- Exercise objective
Print every one of the entries below character for character, keeping each line and its line breaks unchanged.

- Supplied data
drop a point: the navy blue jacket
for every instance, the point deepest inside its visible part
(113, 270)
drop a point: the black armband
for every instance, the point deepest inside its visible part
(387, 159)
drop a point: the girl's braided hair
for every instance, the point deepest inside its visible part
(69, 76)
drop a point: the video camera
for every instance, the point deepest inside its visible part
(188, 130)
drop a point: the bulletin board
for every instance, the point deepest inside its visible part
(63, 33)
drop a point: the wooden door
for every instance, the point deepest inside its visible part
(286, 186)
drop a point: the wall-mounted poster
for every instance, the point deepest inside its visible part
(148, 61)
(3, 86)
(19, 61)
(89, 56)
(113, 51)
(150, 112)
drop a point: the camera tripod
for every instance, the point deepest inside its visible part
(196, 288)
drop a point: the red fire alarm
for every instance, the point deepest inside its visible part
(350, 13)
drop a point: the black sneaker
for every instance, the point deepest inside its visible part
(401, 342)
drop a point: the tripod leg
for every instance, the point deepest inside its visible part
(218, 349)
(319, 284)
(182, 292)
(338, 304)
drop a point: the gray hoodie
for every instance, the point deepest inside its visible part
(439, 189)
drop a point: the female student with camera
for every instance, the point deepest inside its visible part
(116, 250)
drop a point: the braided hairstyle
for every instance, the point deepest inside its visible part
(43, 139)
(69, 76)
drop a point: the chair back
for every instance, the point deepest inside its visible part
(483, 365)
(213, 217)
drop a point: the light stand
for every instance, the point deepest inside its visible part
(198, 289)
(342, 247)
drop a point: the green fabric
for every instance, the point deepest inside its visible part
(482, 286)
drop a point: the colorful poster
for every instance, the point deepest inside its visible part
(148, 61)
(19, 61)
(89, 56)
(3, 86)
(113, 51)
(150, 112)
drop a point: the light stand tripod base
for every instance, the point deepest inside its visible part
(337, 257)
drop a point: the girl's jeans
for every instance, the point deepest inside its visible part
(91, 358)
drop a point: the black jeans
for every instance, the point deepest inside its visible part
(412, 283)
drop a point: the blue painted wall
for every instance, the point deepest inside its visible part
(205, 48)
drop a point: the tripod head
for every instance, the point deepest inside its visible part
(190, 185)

- Task response
drop a point: the navy blue jacket
for every instance, the point deepest inside its visible part
(113, 270)
drop a point: the black armband
for every instance, the point deepest inside its visible part
(387, 159)
drop a point: the girl's braided hair
for every instance, the point deepest inside its visible part
(69, 76)
drop a point: the video camera
for every instance, the point deepest inside its visible part
(188, 130)
drop a point: the bulletin board
for every instance, the point deepest inside its visible part
(63, 33)
drop a point: the wooden door
for every instance, the point deepest inside its visible part
(286, 186)
drop a point: the wall-mounted poster
for every instance, the point deepest inside its visible part
(148, 61)
(3, 86)
(19, 61)
(89, 56)
(113, 51)
(150, 112)
drop a point: the camera tripod
for every instance, the point deepest inside its visible part
(196, 288)
drop a point: the red fire alarm
for every instance, the point deepest inside its visible part
(350, 13)
drop a point: the black sneaker
for every instance, the point deepest inside its visible part
(401, 342)
drop a point: the tripod leg
for every instance, the point deepest inside its visible part
(218, 349)
(319, 284)
(182, 292)
(338, 304)
drop a point: the gray hoodie
for every instance, the point deepest inside its visible part
(439, 189)
drop a point: the female student with camera
for every instance, the point deepest inside its visible part
(116, 250)
drop a point: the braided hairstyle
for every instance, the point deepest inside its visible part
(43, 139)
(69, 76)
drop a point: the chair back
for every instance, the point deepest inside its visible part
(483, 365)
(213, 217)
drop a point: the light stand
for every instance, the point deepest inside its visible part
(198, 289)
(342, 247)
drop a point: the green fabric
for every instance, the point deepest inside its visible part
(482, 286)
drop a point: the colorful poster
for every instance, the point deepest inside its visible part
(148, 61)
(19, 61)
(89, 56)
(3, 86)
(113, 51)
(150, 112)
drop a point: the light stand tripod base
for every instance, the point deepest inside its visible part
(337, 257)
drop a point: the girl's jeans
for every instance, the point deepest inside its visible part
(91, 358)
drop a point: the black jeans
for every instance, the point deepest inside its visible part
(412, 283)
drop a point: the blue painted wall
for every instance, the point deepest inside its visible part
(205, 48)
drop a point: the tripod head
for every instance, the point deepest inside its visible part
(190, 185)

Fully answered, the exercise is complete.